| Opdracht 1 |
Beantwoord deze vragen over de forumdraad over niet en geen:
(a) Vóór welke soorten woorden en woordgroepen komt "niet" volgens de vraagsteller te staan?
(b) Welke zin met "in de winkel" begint met "Niet" en staat er zonder (X)?
(c) Welke zin met "wijnen" begint met "Geen" en staat er zonder (X)?
| Opdracht 2 |
Ga verder met de forumdraad over niet en geen, te beginnen na de laatste zin.

| Gegeven tekst |

# Position of niet and geen



## ElAjedrezEsLaVida

If I understand correctly, "niet" is only at the end of sentence when a definite direct object or indirect object is the predicate, but for adjectives, adverbs, and adverbial phrases, niet comes before said phrase?

E.g.:
Ik koop die boeken. 
Ik koop die boeken niet.
Die boeken koop ik niet.
Ik koop niet die boeken. (X)
Niet die boeken koop ik. (X)

Ik sta in de winkel.
Ik sta niet in de winkel.
Niet in de winkel sta ik.
Ik sta in de winkel niet. (X)
Niet sta ik in de winkel. (X)
Ik sta in niet de winkel. (X)
Ik niet sta in de winkel. (X)

And geen must always come before the direct object, but nowhere else?

Er zijn veel wijnen.
Er zijn geen wijnen.
Geen wijnen zijn er.
Er geen zijn wijnen. (X)
Er zijn wijnen geen. (X)

| Aangeleverde gegevens |
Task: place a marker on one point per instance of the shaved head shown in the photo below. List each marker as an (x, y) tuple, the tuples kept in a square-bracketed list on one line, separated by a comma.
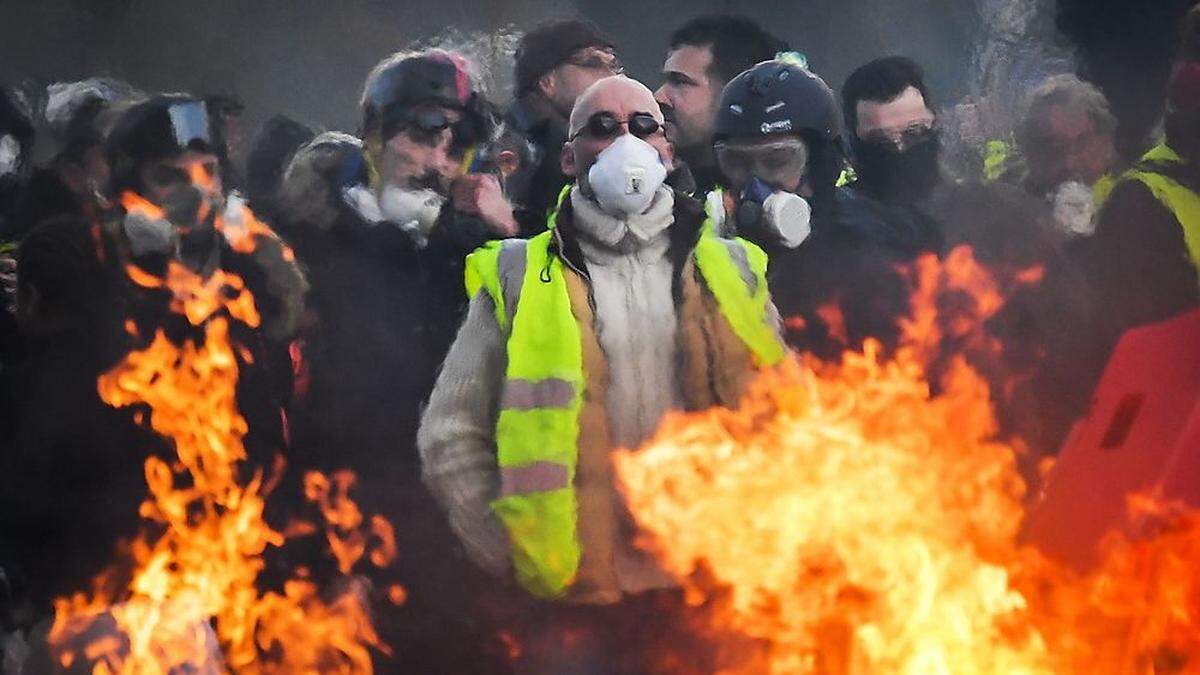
[(618, 95), (621, 97)]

| Verwacht antwoord 1 |
(a) Vóór bijvoeglijke naamwoorden, bijwoorden en bijwoordelijke bepalingen.
(b) Niet in de winkel sta ik.
(c) Geen wijnen zijn er.

| Verwacht antwoord 2 |
I was doing exercises, and only saw forms with the pattern without (X) (I do not know how to type green arrow and red mark).


----------



## NewtonCircus

ElAjedrezEsLaVida said:


> Niet in de winkel sta ik.
> Geen wijnen zijn er.



This is similar to Yoda saying "Message from the dark side, there is". Probably acceptable in poetry but not in normal conversations. The rest is correct. 



ElAjedrezEsLaVida said:


> Ik sta in de winkel, niet?



When punctuation is added, the above is acceptable. I hope you can spot the difference in meaning . 

Groetjes Herman


----------



## bibibiben

Context and intonation will make the sentence rejected by NewtonCircus acceptable:
Niet in de winkel sta ik. (Maar wel in de opslagruimte.)

True, non-native speakers having trouble finding the right intonation should be advised to say:
Ik sta niet in de winkel. (Maar wel in de opslagruimte.)

Or:
In de winkel sta ik niet. (Maar wel in de opslagruimte.)

This would definitely qualify as a Yoda sentence, though:
Niet sta ik in de winkel. 

On the other hand, this sentence would be perfectly acceptable:
Niet ik sta in de winkel. (Maar mijn neefje wel.)

More information can be found here: http://forum.wordreference.com/showthread.php?t=2604136.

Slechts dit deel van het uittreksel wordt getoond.